She joined the Los Angeles Times editorial board in March 2015, coming from the Sacramento Bee where she had been deputy editorial page editor, and previously having served as editor of the editorial pages of the L.A. Daily News and the Los Angeles News Group. At the Times she wrote editorials focused on state government and politics, environmental issues (particularly plastic pollution), public health, and California policy. In 2021 she was promoted to deputy editorial page editor. In April 2024, following the departure of editor Kevin Merida and the subsequent naming of Terry Tang as editor in chief, Garza was promoted to editorials editor — the position she resigned from six months later.
On October 11, 2024, Patrick Soon-Shiong — the biotech billionaire who purchased the Los Angeles Times in 2018 for $500 million — informed the paper's editorial board that the Times would not be making an endorsement for president in the 2024 election. The message was conveyed to Garza by Terry Tang. The board had intended to endorse Vice President Kamala Harris, and Garza had drafted the outline of a proposed editorial. She was told simply that the paper would not take a position.

□ □ □ □

## DIRECTIONS FOR THIS TASK
Shorten the paragraph in the Garza text that begins "On October 11, 2024" while keeping its main facts. The lines that come next are separate material and have no connection to the text.

## SUPPLIED MATERIAL
□ □ □ □

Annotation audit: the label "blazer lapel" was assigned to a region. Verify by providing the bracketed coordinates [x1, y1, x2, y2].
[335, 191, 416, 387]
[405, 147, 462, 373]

□ □ □ □

## TASK SOLUTION
On October 11, 2024, Patrick Soon-Shiong, the biotech billionaire who bought the Los Angeles Times in 2018 for $500 million, told the editorial board the paper would not endorse a presidential candidate in 2024. Terry Tang relayed this to Garza. The board had planned to endorse Vice President Kamala Harris, and Garza had already outlined the editorial. She was told only that the paper would take no position.